▼▼▼

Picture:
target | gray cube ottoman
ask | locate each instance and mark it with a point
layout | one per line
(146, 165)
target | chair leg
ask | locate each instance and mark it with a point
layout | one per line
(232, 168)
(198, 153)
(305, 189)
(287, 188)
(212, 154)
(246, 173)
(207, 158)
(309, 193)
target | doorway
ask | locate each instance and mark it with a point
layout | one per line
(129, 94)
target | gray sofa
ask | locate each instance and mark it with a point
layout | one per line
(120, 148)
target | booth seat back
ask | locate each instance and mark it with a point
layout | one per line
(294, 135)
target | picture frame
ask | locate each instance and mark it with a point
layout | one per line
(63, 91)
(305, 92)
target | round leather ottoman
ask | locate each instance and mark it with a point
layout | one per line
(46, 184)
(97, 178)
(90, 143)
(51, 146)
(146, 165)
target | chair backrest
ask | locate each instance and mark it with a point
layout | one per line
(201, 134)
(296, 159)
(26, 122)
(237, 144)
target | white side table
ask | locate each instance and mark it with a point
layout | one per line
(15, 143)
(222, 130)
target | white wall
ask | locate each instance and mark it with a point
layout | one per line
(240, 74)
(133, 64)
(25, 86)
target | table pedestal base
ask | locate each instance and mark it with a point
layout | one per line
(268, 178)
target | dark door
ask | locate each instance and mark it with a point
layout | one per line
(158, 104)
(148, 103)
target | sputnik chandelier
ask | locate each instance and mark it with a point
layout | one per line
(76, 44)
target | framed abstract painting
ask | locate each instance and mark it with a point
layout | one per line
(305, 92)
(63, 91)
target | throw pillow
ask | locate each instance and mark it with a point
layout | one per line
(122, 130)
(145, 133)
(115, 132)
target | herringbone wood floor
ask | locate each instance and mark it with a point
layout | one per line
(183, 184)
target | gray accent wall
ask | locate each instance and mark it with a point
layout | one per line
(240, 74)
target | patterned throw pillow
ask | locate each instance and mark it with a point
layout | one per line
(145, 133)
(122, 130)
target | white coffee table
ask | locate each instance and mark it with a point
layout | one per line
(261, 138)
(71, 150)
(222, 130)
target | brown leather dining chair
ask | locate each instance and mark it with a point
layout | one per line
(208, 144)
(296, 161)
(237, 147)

▲▲▲

Problem requirements: Rewrite the data from the line with "target | sputnik chandelier" through the end of the data, both ends included, and include nothing else. Keep every line, and scale each point's x and y coordinates by 0.95, rounding to whole numbers with halves rounded up.

Written response:
target | sputnik chandelier
ask | locate each instance and mark it with a point
layout | one per line
(72, 42)
target | framed abstract painting
ask | locate each instance and mark it with a point
layout | one per line
(290, 87)
(60, 86)
target | throw pillow
ask | locate each instance and mark it with a point
layout | one per line
(116, 124)
(138, 126)
(109, 125)
target | herringbone wood floor
ask | locate each instance and mark it with a point
layout | one per line
(174, 175)
target | gray accent wall
ask | locate each instance and mark it with a point
layout | one per line
(228, 70)
target | patterned throw pillow
ask | locate each instance and mark it with a point
layout | one per line
(138, 126)
(116, 124)
target | white coffee table
ask | locate each instance and mark it with a point
layout | one per line
(248, 131)
(67, 143)
(211, 124)
target | brown leather dining chair
ask | locate each instance and mark it with a point
layout | one per line
(198, 137)
(281, 153)
(225, 140)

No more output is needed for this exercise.